++++ MATERIAL FOR THIS EXERCISE ++++

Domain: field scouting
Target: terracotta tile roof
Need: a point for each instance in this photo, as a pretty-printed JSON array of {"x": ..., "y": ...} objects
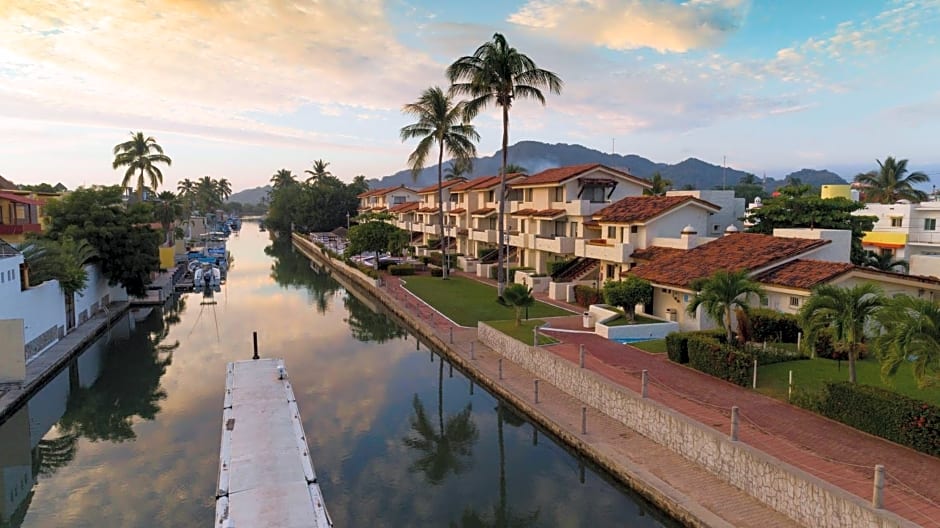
[
  {"x": 444, "y": 185},
  {"x": 562, "y": 174},
  {"x": 804, "y": 273},
  {"x": 731, "y": 252},
  {"x": 634, "y": 209},
  {"x": 549, "y": 213},
  {"x": 406, "y": 207}
]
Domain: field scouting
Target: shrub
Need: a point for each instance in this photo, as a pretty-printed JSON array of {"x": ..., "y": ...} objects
[
  {"x": 708, "y": 355},
  {"x": 585, "y": 295},
  {"x": 880, "y": 412},
  {"x": 401, "y": 269},
  {"x": 771, "y": 325}
]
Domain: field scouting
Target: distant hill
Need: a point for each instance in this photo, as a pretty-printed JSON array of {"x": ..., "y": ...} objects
[
  {"x": 536, "y": 156},
  {"x": 250, "y": 196}
]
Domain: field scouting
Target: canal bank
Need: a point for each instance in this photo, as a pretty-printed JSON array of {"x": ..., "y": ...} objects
[
  {"x": 683, "y": 489},
  {"x": 47, "y": 364}
]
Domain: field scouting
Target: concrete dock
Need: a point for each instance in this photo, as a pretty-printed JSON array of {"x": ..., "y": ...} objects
[{"x": 266, "y": 475}]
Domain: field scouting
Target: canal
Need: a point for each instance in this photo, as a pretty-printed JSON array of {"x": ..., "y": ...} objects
[{"x": 128, "y": 435}]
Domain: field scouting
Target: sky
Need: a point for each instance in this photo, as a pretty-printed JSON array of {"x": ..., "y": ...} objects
[{"x": 241, "y": 88}]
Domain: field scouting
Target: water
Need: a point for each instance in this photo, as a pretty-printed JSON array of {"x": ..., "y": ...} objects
[{"x": 129, "y": 434}]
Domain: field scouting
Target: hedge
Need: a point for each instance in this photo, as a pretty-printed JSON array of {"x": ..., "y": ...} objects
[
  {"x": 585, "y": 295},
  {"x": 880, "y": 412},
  {"x": 771, "y": 325},
  {"x": 402, "y": 269}
]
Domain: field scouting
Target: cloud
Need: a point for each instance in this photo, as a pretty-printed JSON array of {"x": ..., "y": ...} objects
[{"x": 633, "y": 24}]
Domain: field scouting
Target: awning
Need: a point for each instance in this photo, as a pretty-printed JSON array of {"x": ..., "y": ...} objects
[{"x": 19, "y": 199}]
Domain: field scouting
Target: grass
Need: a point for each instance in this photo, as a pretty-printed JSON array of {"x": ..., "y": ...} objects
[
  {"x": 523, "y": 332},
  {"x": 466, "y": 301},
  {"x": 653, "y": 346},
  {"x": 810, "y": 375}
]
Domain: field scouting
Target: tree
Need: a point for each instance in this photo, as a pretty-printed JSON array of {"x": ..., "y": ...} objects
[
  {"x": 795, "y": 207},
  {"x": 442, "y": 124},
  {"x": 126, "y": 244},
  {"x": 519, "y": 297},
  {"x": 628, "y": 293},
  {"x": 140, "y": 154},
  {"x": 721, "y": 293},
  {"x": 660, "y": 185},
  {"x": 910, "y": 333},
  {"x": 889, "y": 184},
  {"x": 497, "y": 74},
  {"x": 846, "y": 311}
]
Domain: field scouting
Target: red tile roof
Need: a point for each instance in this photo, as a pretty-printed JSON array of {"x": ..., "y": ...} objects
[
  {"x": 562, "y": 174},
  {"x": 804, "y": 273},
  {"x": 732, "y": 252},
  {"x": 634, "y": 209}
]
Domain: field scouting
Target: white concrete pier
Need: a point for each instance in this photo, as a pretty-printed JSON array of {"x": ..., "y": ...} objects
[{"x": 266, "y": 475}]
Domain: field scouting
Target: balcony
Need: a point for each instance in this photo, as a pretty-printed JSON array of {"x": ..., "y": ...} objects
[
  {"x": 555, "y": 244},
  {"x": 602, "y": 250}
]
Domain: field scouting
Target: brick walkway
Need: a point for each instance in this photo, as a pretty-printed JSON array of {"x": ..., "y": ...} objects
[{"x": 829, "y": 450}]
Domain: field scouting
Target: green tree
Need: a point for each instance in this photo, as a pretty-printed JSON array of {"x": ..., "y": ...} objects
[
  {"x": 125, "y": 242},
  {"x": 519, "y": 297},
  {"x": 660, "y": 185},
  {"x": 910, "y": 333},
  {"x": 140, "y": 154},
  {"x": 795, "y": 208},
  {"x": 628, "y": 293},
  {"x": 889, "y": 184},
  {"x": 844, "y": 311},
  {"x": 721, "y": 293},
  {"x": 497, "y": 74},
  {"x": 442, "y": 124}
]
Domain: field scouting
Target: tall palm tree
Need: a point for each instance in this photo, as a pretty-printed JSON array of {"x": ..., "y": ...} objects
[
  {"x": 911, "y": 333},
  {"x": 319, "y": 171},
  {"x": 141, "y": 154},
  {"x": 442, "y": 124},
  {"x": 721, "y": 293},
  {"x": 660, "y": 185},
  {"x": 497, "y": 74},
  {"x": 846, "y": 311},
  {"x": 889, "y": 184}
]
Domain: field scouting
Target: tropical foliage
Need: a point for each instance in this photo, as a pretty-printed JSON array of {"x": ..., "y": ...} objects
[
  {"x": 496, "y": 75},
  {"x": 891, "y": 182},
  {"x": 441, "y": 124},
  {"x": 843, "y": 311},
  {"x": 140, "y": 155}
]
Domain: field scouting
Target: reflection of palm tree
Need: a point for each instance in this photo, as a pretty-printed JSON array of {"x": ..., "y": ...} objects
[{"x": 443, "y": 450}]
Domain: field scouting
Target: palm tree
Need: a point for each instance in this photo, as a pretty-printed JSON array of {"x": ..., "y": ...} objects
[
  {"x": 889, "y": 184},
  {"x": 444, "y": 125},
  {"x": 721, "y": 293},
  {"x": 911, "y": 333},
  {"x": 845, "y": 311},
  {"x": 660, "y": 185},
  {"x": 496, "y": 74},
  {"x": 319, "y": 171},
  {"x": 142, "y": 154},
  {"x": 885, "y": 262}
]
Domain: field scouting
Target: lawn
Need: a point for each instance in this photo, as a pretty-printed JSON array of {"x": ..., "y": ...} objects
[
  {"x": 466, "y": 301},
  {"x": 810, "y": 374},
  {"x": 523, "y": 332},
  {"x": 653, "y": 346}
]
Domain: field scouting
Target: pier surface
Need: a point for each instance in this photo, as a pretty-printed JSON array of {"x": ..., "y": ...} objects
[{"x": 266, "y": 475}]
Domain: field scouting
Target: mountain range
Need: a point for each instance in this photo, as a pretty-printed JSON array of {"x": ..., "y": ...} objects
[{"x": 536, "y": 156}]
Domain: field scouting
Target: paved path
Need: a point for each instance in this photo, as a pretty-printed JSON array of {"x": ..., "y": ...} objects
[{"x": 829, "y": 450}]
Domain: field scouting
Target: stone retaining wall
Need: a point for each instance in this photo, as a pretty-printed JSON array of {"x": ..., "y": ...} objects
[{"x": 785, "y": 488}]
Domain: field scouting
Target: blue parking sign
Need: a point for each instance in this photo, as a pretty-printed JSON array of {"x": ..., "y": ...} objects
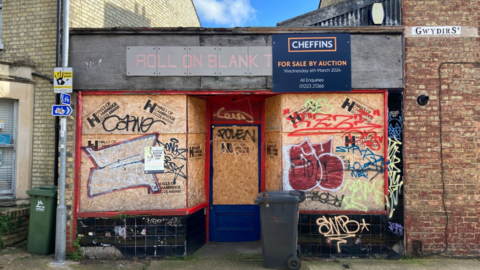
[
  {"x": 65, "y": 98},
  {"x": 61, "y": 110}
]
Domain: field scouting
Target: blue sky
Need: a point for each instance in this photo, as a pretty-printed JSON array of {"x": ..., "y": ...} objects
[{"x": 232, "y": 13}]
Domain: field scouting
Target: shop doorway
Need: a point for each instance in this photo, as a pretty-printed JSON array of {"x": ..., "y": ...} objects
[{"x": 234, "y": 182}]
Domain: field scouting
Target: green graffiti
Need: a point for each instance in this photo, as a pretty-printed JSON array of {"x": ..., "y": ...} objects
[{"x": 360, "y": 191}]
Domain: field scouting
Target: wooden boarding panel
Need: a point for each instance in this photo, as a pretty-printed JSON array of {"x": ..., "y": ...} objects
[
  {"x": 113, "y": 178},
  {"x": 235, "y": 164},
  {"x": 133, "y": 114},
  {"x": 333, "y": 148},
  {"x": 332, "y": 113},
  {"x": 273, "y": 115},
  {"x": 273, "y": 161},
  {"x": 197, "y": 115},
  {"x": 196, "y": 169},
  {"x": 335, "y": 175}
]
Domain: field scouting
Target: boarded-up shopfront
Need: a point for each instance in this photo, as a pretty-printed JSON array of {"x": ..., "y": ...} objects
[{"x": 202, "y": 103}]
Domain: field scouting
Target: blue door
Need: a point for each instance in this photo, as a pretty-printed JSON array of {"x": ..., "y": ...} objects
[{"x": 234, "y": 183}]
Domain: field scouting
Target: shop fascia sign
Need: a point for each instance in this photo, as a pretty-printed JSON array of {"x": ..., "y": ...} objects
[
  {"x": 199, "y": 61},
  {"x": 436, "y": 30},
  {"x": 311, "y": 62}
]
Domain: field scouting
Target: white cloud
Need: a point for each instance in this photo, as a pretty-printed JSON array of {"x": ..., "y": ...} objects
[{"x": 225, "y": 12}]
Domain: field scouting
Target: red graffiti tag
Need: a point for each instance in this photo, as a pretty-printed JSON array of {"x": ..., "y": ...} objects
[
  {"x": 313, "y": 165},
  {"x": 323, "y": 124}
]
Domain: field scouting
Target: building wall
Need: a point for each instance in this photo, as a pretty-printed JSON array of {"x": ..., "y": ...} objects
[
  {"x": 456, "y": 124},
  {"x": 28, "y": 35},
  {"x": 324, "y": 3},
  {"x": 133, "y": 13},
  {"x": 22, "y": 92}
]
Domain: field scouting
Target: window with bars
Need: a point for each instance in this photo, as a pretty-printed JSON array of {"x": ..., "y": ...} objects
[{"x": 8, "y": 120}]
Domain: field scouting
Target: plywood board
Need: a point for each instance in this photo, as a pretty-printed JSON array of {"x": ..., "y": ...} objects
[
  {"x": 197, "y": 115},
  {"x": 273, "y": 161},
  {"x": 113, "y": 176},
  {"x": 331, "y": 113},
  {"x": 273, "y": 113},
  {"x": 196, "y": 169},
  {"x": 335, "y": 173},
  {"x": 235, "y": 164},
  {"x": 134, "y": 114}
]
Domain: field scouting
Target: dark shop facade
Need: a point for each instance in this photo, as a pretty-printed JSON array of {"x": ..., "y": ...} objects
[{"x": 176, "y": 131}]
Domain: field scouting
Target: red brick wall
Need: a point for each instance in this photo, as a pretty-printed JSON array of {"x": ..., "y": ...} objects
[{"x": 460, "y": 120}]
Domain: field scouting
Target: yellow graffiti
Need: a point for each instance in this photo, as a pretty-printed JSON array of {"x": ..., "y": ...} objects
[
  {"x": 360, "y": 191},
  {"x": 319, "y": 106},
  {"x": 395, "y": 184},
  {"x": 340, "y": 228}
]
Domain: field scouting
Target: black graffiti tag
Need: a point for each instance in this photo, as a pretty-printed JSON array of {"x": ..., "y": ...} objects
[
  {"x": 240, "y": 134},
  {"x": 173, "y": 152},
  {"x": 129, "y": 123}
]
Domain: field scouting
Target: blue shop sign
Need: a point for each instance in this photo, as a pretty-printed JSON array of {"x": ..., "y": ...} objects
[{"x": 311, "y": 62}]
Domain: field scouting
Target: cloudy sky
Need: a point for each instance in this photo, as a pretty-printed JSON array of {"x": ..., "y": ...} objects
[{"x": 232, "y": 13}]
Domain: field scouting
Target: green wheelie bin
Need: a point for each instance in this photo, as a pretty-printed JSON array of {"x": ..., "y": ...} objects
[{"x": 41, "y": 227}]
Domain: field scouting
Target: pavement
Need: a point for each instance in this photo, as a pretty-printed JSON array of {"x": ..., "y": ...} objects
[{"x": 216, "y": 256}]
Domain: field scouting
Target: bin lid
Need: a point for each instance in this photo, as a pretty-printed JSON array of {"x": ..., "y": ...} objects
[
  {"x": 280, "y": 196},
  {"x": 47, "y": 191}
]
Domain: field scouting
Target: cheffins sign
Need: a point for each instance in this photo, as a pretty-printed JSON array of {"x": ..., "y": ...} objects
[{"x": 311, "y": 63}]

++++

**INSTRUCTION**: Gather every line in the data listing above that contains the string "brick". Case counts.

**REPLY TO THE TASK**:
Target: brick walkway
Target: red brick wall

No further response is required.